## [PROBLEM DETAILS]
Find the line containing "the green leaf", then output it and every line after it through the end of the listing below, exactly as written.

## [RECORDS FOR THIS EXERCISE]
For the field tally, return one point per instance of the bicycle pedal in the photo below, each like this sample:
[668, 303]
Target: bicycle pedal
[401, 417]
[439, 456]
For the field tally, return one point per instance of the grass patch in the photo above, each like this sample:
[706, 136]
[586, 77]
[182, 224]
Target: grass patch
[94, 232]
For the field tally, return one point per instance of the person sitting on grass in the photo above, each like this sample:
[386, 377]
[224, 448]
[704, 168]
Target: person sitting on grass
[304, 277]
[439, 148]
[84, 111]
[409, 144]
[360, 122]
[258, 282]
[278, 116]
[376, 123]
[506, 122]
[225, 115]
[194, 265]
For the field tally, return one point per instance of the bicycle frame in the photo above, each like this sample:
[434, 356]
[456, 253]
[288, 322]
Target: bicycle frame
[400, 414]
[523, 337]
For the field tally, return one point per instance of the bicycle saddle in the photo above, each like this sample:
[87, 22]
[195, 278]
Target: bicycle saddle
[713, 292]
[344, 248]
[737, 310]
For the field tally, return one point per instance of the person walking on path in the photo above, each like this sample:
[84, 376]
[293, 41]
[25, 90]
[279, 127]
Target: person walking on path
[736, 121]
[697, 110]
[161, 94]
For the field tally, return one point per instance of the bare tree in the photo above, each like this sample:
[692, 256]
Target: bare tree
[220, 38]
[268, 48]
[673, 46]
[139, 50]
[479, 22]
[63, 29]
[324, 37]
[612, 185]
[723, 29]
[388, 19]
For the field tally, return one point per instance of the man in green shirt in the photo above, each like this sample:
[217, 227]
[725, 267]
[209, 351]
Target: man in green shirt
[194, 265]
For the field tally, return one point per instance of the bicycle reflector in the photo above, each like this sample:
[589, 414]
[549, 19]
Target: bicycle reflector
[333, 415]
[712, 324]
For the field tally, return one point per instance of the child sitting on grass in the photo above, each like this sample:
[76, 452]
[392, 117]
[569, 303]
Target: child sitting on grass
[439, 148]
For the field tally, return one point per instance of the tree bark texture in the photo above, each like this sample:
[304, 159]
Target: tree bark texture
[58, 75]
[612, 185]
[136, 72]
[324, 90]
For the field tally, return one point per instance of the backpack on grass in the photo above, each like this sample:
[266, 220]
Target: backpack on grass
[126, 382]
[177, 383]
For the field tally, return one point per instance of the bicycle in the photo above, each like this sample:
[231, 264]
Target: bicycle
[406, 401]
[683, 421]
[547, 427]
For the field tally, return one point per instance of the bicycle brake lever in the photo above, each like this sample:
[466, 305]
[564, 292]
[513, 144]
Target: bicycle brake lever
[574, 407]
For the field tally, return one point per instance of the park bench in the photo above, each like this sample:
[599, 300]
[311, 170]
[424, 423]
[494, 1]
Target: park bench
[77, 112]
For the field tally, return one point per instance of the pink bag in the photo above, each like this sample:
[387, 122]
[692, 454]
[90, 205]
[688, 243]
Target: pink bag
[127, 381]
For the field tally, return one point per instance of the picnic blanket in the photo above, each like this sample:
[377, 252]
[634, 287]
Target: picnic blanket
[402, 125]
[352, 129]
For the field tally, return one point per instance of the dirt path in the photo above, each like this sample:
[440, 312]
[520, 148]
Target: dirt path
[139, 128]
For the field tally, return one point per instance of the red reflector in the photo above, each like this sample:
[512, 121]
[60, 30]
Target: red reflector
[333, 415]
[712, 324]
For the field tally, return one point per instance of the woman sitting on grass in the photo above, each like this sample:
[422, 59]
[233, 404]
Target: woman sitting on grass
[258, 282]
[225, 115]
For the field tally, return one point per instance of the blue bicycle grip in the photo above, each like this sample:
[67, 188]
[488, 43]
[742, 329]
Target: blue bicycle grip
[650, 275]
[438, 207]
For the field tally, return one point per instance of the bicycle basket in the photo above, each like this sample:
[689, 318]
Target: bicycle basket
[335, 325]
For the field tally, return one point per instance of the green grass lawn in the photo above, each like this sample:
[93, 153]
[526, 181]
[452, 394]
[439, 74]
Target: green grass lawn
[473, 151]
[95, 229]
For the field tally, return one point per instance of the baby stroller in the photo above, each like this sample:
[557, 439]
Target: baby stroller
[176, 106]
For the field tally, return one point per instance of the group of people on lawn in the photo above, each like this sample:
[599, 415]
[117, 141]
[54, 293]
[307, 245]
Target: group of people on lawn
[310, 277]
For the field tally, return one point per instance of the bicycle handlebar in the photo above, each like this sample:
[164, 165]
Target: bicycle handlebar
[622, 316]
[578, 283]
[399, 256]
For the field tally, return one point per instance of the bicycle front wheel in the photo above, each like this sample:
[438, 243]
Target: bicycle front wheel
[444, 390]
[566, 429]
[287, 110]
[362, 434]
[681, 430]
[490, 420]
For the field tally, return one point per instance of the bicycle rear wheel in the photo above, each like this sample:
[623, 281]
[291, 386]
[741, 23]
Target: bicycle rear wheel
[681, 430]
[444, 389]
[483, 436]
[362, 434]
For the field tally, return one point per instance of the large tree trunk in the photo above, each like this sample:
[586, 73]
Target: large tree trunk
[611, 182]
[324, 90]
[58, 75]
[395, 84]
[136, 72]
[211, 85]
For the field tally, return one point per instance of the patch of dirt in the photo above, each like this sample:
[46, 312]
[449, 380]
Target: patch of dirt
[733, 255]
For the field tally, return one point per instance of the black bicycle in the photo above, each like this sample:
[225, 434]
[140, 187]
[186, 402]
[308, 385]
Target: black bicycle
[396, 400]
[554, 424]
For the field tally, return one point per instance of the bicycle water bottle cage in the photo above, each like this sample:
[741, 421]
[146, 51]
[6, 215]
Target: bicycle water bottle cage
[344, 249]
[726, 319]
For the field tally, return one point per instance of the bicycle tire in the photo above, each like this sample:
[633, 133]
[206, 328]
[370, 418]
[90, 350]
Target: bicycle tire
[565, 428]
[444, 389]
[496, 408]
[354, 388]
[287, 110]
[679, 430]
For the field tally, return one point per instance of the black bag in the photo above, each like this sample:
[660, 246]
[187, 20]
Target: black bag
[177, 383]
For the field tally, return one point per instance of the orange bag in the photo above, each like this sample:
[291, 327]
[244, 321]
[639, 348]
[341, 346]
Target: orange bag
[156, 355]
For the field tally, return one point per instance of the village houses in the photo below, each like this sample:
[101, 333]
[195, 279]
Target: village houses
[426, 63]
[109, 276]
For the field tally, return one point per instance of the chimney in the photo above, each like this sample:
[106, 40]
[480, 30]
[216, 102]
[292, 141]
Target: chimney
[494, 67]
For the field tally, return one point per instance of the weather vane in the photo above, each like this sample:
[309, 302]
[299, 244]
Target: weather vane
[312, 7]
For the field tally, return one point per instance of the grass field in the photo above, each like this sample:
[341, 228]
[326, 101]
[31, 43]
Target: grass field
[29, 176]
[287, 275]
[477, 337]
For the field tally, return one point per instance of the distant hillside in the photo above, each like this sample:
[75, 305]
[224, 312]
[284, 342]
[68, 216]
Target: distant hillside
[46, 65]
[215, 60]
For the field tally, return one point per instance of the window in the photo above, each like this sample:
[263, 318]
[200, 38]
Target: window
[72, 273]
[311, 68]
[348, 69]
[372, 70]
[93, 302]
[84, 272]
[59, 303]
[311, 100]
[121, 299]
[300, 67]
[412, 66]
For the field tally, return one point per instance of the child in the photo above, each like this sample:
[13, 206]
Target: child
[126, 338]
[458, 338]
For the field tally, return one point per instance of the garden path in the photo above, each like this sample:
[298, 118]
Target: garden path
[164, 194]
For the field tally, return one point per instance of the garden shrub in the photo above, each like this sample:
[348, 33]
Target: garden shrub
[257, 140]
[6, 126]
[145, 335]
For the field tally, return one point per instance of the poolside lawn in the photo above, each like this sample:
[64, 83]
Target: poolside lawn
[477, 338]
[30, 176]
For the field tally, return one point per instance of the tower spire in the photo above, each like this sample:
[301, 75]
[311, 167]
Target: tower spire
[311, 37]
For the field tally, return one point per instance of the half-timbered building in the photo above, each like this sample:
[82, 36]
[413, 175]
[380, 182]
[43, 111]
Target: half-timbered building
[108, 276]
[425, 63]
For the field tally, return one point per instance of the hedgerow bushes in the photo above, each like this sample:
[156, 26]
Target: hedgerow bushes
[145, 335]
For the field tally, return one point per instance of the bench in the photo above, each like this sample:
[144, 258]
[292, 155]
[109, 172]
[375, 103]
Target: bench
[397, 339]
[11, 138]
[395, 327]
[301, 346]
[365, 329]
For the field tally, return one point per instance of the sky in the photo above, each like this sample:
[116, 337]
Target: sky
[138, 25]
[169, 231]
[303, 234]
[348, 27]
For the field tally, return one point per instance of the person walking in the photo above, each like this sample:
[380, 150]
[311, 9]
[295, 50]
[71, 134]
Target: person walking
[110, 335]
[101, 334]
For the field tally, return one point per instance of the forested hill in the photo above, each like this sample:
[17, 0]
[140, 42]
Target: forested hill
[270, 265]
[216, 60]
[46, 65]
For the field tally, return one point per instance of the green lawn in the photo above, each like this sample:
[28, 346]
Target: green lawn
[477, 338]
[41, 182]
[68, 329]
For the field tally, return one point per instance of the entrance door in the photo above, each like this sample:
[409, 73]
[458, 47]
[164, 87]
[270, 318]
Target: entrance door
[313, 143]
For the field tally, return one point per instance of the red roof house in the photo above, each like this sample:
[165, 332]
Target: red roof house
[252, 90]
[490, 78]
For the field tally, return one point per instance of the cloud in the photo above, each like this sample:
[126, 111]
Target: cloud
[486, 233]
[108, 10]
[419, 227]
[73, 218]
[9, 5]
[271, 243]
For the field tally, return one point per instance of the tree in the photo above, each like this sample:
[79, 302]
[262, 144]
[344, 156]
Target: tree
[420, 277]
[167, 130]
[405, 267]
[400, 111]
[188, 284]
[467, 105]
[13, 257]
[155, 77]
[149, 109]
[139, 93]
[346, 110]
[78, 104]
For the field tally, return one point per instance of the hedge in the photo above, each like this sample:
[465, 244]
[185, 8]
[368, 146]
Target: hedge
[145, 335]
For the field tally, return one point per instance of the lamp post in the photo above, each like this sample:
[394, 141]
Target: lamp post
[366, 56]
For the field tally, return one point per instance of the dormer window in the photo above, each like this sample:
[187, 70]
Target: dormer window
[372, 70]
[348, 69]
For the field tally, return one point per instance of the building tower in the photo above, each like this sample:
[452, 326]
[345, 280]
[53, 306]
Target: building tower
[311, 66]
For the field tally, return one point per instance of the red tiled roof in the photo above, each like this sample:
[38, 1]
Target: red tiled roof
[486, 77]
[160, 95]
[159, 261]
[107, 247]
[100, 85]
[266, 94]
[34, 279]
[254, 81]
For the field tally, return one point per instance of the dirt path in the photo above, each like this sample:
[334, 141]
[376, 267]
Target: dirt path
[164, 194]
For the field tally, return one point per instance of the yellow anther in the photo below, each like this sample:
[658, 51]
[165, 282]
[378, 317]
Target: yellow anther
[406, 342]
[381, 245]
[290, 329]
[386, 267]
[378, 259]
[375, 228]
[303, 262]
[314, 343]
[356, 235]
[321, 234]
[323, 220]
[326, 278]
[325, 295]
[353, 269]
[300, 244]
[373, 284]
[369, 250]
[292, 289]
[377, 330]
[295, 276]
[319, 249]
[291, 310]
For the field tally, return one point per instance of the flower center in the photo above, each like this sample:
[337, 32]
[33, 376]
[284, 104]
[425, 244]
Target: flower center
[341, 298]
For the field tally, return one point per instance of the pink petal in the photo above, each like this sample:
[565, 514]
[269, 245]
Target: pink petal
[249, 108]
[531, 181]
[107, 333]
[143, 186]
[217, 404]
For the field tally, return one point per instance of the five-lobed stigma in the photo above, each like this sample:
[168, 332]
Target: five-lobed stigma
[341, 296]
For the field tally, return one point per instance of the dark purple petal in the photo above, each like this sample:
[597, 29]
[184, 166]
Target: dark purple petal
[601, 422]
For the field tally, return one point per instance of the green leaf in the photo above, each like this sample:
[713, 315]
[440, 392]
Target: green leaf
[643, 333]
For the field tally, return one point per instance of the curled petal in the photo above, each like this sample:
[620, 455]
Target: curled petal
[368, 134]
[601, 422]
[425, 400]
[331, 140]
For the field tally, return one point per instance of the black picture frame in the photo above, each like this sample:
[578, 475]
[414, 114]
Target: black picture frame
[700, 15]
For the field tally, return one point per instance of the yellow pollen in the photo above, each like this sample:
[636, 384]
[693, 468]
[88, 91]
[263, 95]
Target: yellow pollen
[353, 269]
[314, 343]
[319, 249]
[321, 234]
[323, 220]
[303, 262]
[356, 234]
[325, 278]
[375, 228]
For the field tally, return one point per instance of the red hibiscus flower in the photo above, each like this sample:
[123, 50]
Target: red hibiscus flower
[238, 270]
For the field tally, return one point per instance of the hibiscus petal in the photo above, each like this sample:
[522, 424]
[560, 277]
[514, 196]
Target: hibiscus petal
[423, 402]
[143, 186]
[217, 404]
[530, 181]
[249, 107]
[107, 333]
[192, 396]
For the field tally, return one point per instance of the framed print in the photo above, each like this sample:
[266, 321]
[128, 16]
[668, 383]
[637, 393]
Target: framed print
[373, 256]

## [EXERCISE OUTPUT]
For the field tally, return one point per instance of the green leaf in the photo above, each like this sample:
[713, 315]
[440, 392]
Target: green leaf
[643, 333]
For the field tally, return one point per instance of the curled petal in the photo above, each like this sample:
[620, 455]
Target: curled petal
[368, 134]
[601, 422]
[425, 400]
[331, 140]
For the field tally, return one point per instance of the black picture frame in the photo above, each like this sample:
[578, 475]
[414, 114]
Target: black picture frame
[700, 15]
For the field tally, return one point per instance of the yellow pollen in the photo above, each like this sample:
[636, 384]
[693, 468]
[88, 91]
[263, 95]
Target: yellow pollen
[353, 269]
[314, 343]
[319, 249]
[321, 234]
[323, 220]
[303, 262]
[356, 234]
[325, 278]
[375, 228]
For the field tally, return one point per instance of the red hibiscus flower in the photo above, each like this sample:
[123, 50]
Target: red hibiscus flower
[238, 270]
For the field tally, return one point per instance of the hibiscus petal in the photo above, each like this sample:
[522, 424]
[560, 277]
[514, 196]
Target: hibiscus petal
[423, 402]
[143, 186]
[217, 404]
[530, 181]
[249, 107]
[107, 333]
[192, 396]
For the field tally, return one point per instance of the framed print in the photo above, each like this sample:
[266, 321]
[128, 16]
[668, 383]
[637, 393]
Target: framed print
[373, 256]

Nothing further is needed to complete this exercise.